Document passage:
────

Friday, March 29, 2013

"Thursday" Review: Brazil

Since today is Good Friday, I posted the Box Office Blitz yesterday so today is the review originally scheduled for then.
 
This is another of my grumpier reviews.  You know, I think the late John Updike was a great writer.  His Rabbit Angstrom series of books are tremendous, especially the third one "Rabbit is Rich."  But even great authors can pen a stinker.  Of course some people accuse me of not GETTING this book.  No, I GOT it; it just sucked.

Brazil
by John Updike
(1/5 stars)

I've read a number of Updike's books and I can honestly say this is the worst I've read. This has to be one of the worst books I've ever read, period. It's only made worse by the author's stellar track record otherwise.

For a story that's supposed to be a retelling of "Tristan and Isolde"--a precursor to "Romeo and Juliet"--this book is as romantic as a night at a strip club and as tragic as wearing two different socks. From my count Isabel fathers 5 children whose father is most likely NOT Tristao. That tells you all you need to know about the romance. As for the tragedy, both characters had less personality than a Brazil nut, so why should I care? By page 200 I'd have killed one of them myself if it meant an end to this horrible book.

────

(Entries drawn from a collection)
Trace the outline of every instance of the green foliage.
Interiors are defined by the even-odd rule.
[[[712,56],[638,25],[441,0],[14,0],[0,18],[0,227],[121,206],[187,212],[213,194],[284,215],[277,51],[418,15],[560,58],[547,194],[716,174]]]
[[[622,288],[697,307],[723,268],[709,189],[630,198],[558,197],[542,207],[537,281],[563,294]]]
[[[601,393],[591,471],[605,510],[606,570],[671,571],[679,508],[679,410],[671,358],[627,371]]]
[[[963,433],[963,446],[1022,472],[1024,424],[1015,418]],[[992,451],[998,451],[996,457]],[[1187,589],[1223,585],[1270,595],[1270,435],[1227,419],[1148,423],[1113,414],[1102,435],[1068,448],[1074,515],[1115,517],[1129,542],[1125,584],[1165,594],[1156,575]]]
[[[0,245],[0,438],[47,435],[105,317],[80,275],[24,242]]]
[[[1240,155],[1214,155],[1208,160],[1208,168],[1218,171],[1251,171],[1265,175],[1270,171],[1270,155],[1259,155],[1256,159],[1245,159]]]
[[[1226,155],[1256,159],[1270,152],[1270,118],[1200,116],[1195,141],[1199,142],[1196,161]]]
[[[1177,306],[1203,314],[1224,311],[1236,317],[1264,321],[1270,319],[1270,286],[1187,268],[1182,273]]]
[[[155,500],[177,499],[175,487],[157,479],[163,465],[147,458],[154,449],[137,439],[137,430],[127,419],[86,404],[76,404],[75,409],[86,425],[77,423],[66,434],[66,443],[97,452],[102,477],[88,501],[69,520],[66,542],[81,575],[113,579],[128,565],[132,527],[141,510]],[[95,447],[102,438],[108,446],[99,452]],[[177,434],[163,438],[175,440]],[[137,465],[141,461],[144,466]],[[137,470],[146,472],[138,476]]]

────

Objective A: In the review of Brazil, which Rabbit Angstrom book does the reviewer call especially tremendous?
Objective B: Please carry on with the review of Brazil, picking up after its last sentence.
This data has no connection to the review of Brazil.

Exercise response A: The third one, "Rabbit is Rich."

Exercise response B:
Here's a summary of the plot: Tristao is black. Isabel is white. They meet on a beach in Rio. They go back to her uncle's place so she can lose her virginity. Over the next few months they have sex a bunch more times. When her father gets upset about their relationship, they run off to Sao Paolo and have lots more sex on a sort of honeymoon. She's captured by hired goons and he spends two years making Volkswagen Beetles until he rescues her and they go off into the wilderness where he becomes a gold miner and she proceeds to have sex with anyone who will pay--and in the process fathers the first two children who are likely not Tristao's. He finds a big gold nugget that brings heat down on them so they flee into the jungle. (Here the story really begins to go off the rails.) Their two children are taken away by hostile natives and never seen again. Then Tristao and Isabel are captured by some kind of warrior-missionaries and Tristao is enslaved to make canoes while Isabel becomes the head warrior-missionary's third wife. She gives birth to her new husband's child--who is mentally challenged--while having relations with the guy's second wife all while Tristao continues to toil away for the next three years. She finally goes to see a shaman so she can free Tristao by switching races with him. So now she is black and he is white. They head back towards civilization, having a lot of kinky sex on the way. Eventually they return to her father in Brasilia, who seems to convince himself that his daughter just got a really great tan in the jungle. Tristao becomes a middle-manager in a textile factory. Isabel becomes a docile wife, giving birth to the one child who might be Tristao's. Then she grows bored and has a fling with a tennis instructor, giving birth to twins who are definitely not Tristao's. (He maybe has a few flings of his own in the meantime.) And then after a dozen years one of them goes on a walk and dies. The end.

That's what the story is, more or less. You talk about the societal issues and allegories and whatnot, but what I described above is the actual content of the story. It's not about love; it's about SEX. These two people are faithful to each other only until someone else walks by. It's not tragic, unless you think (like I do) how much better off these two would have been never having met. The plot itself becomes ridiculous and the last 50 pages tedious.

I am actually feeling in quite a funk now as I write this. This book surpasses disappointment to a level of utter revulsion. You can say I'm a prude or a simpleton, that I don't GET it, in which case we'll have to agree to disagree. I have no use for this book and I deeply regret wasting time to read about two people for whom I have nothing but contempt. If this is any kind of portrait of the human spirit...it's better not to contemplate that thought.

Tomorrow is another Box Office Blitz!

8 comments:

  1. John Updike has always been a hit or miss proposition for me. I just don't think he lives up to his hype.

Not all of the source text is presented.